任务要求 1 –
随机森林训练文档说明,该算法用什么方法组合多棵决策树?
任务要求 2 –
请原样照录随机森林训练文档中的一段,从“Java 类名:com.al”开始,到“通过 Bagging 的方法组合多棵决策树,生成最终的模型。”结束。
任务要求 3 –
请接着随机森林训练文档的最后一行往下续写。

给定文本 –
--
随机森林训练 (RandomForestTrainBatchOp)

Java 类名:com.alibaba.alink.operator.batch.classification.RandomForestTrainBatchOp

Python 类名:RandomForestTrainBatchOp

功能介绍

随机森林一种经典的有监督学习非线性决策树模型,可以解决分类,回归和其他的一些决策树模型可以解决的问题,通常可以拿到比单决策树更好的效果。

算法原理

通过 Bagging 的方法组合多棵决策树,生成最终的模型。

参数说明

名称 中文名称 描述 类型 是否必须? 取值范围 默认值
labelCol 标签列名 输入表中的标签列名 String
categoricalCols 离散特征列名 离散特征列名 String[] 所选列类型为 [BOOLEAN, DATE, DOUBLE, FLOAT, INTEGER, LONG, SHORT, STRING, TIME, TIMESTAMP]
createTreeMode 创建树的模式。 series表示每个单机创建单颗树,parallel表示并行创建单颗树。 String “series”
featureCols 特征列名数组 特征列名数组,默认全选 String[] 所选列类型为 [BOOLEAN, DATE, DOUBLE, FLOAT, INTEGER, LONG, SHORT, STRING, TIME, TIMESTAMP] null
featureSubsamplingRatio 每棵树特征采样的比例 每棵树特征采样的比例,范围为(0, 1]。 Double 0.2
maxBins 连续特征进行分箱的最大个数 连续特征进行分箱的最大个数。 Integer 128
maxDepth 树的深度限制 树的深度限制 Integer 2147483647
maxLeaves 叶节点的最多个数 叶节点的最多个数 Integer 2147483647
maxMemoryInMB 树模型中用来加和统计量的最大内存使用数 树模型中用来加和统计量的最大内存使用数 Integer 64
minInfoGain 分裂的最小增益 分裂的最小增益 Double 0.0
minSampleRatioPerChild 子节点占父节点的最小样本比例 子节点占父节点的最小样本比例 Double 0.0
minSamplesPerLeaf 叶节点的最小样本个数 叶节点的最小样本个数 Integer 2
numSubsetFeatures 每棵树的特征采样数目 每棵树的特征采样数目 Integer 2147483647
numTrees 模型中树的棵数 模型中树的棵数 Integer x >= 1 10
numTreesOfGini 模型中Cart树的棵数 模型中Cart树的棵数 Integer null
numTreesOfInfoGain 模型中Id3树的棵数 模型中Id3树的棵数 Integer null
numTreesOfInfoGainRatio 模型中C4.5树的棵数 模型中C4.5树的棵数 Integer null
subsamplingRatio 每棵树的样本采样比例或采样行数 每棵树的样本采样比例或采样行数,行数上限100w行 Double 100000.0
weightCol 权重列名 权重列对应的列名 String 所选列类型为 [BIGDECIMAL, BIGINTEGER, BYTE, DOUBLE, FLOAT, INTEGER, LONG, SHORT] null

代码示例

Python 代码

from pyalink.alink import *

import pandas as pd

useLocalEnv(1)
--
材料 –
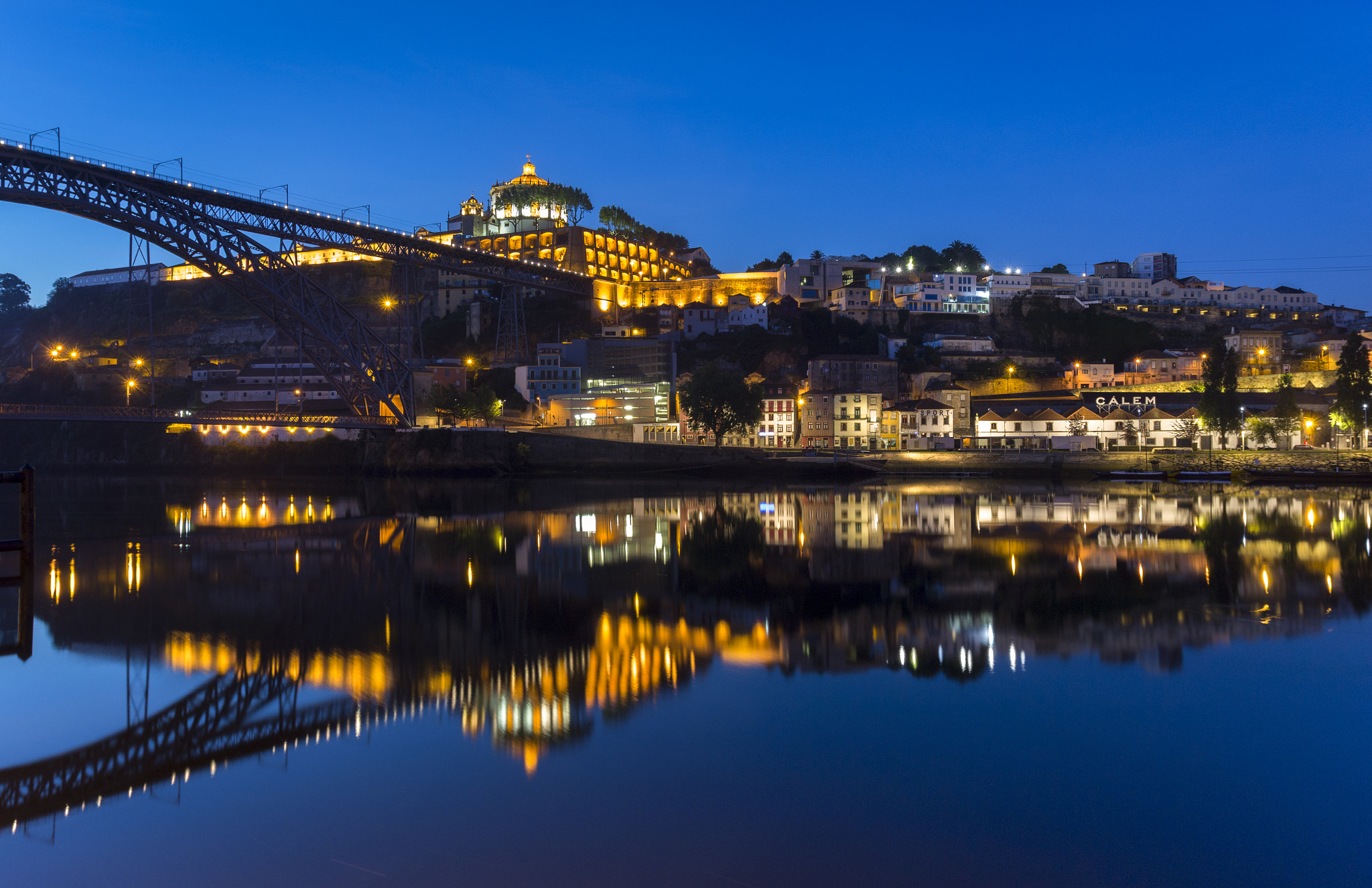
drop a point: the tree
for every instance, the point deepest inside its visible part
--
书面回答 1 –
它通过 Bagging 的方法组合多棵决策树,生成最终的模型。

书面回答 2 –
Java 类名:com.alibaba.alink.operator.batch.classification.RandomForestTrainBatchOp

Python 类名:RandomForestTrainBatchOp

功能介绍

随机森林一种经典的有监督学习非线性决策树模型,可以解决分类,回归和其他的一些决策树模型可以解决的问题,通常可以拿到比单决策树更好的效果。

算法原理

通过 Bagging 的方法组合多棵决策树,生成最终的模型。

书面回答 3 –
df = pd.DataFrame([
    [1.0, "A", 0, 0, 0],
    [2.0, "B", 1, 1, 0],
    [3.0, "C", 2, 2, 1],
    [4.0, "D", 3, 3, 1]
])
batchSource = BatchOperator.fromDataframe(
    df, schemaStr=' f0 double, f1 string, f2 int, f3 int, label int')
streamSource = StreamOperator.fromDataframe(
    df, schemaStr=' f0 double, f1 string, f2 int, f3 int, label int')

trainOp = RandomForestTrainBatchOp()\
    .setLabelCol('label')\
    .setFeatureCols(['f0', 'f1', 'f2', 'f3'])\
    .linkFrom(batchSource)
predictBatchOp = RandomForestPredictBatchOp()\
    .setPredictionDetailCol('pred_detail')\
    .setPredictionCol('pred')
predictStreamOp = RandomForestPredictStreamOp(trainOp)\
    .setPredictionDetailCol('pred_detail')\
    .setPredictionCol('pred')

predictBatchOp.linkFrom(trainOp, batchSource).print()
predictStreamOp.linkFrom(streamSource).print()

StreamOperator.execute()

Java 代码

import org.apache.flink.types.Row;

import com.alibaba.alink.operator.batch.BatchOperator;
import com.alibaba.alink.operator.batch.classification.RandomForestPredictBatchOp;
import com.alibaba.alink.operator.batch.classification.RandomForestTrainBatchOp;
import com.alibaba.alink.operator.batch.source.MemSourceBatchOp;
import com.alibaba.alink.operator.stream.StreamOperator;
import com.alibaba.alink.operator.stream.classification.RandomForestPredictStreamOp;
import com.alibaba.alink.operator.stream.source.MemSourceStreamOp;
import org.junit.Test;

import java.util.Arrays;
import java.util.List;

public class RandomForestTrainBatchOpTest {
	@Test
	public void testRandomForestTrainBatchOp() throws Exception {
		List <Row> df = Arrays.asList(
			Row.of(1.0, "A", 0, 0, 0),
			Row.of(2.0, "B", 1, 1, 0),
			Row.of(3.0, "C", 2, 2, 1),
			Row.of(4.0, "D", 3, 3, 1)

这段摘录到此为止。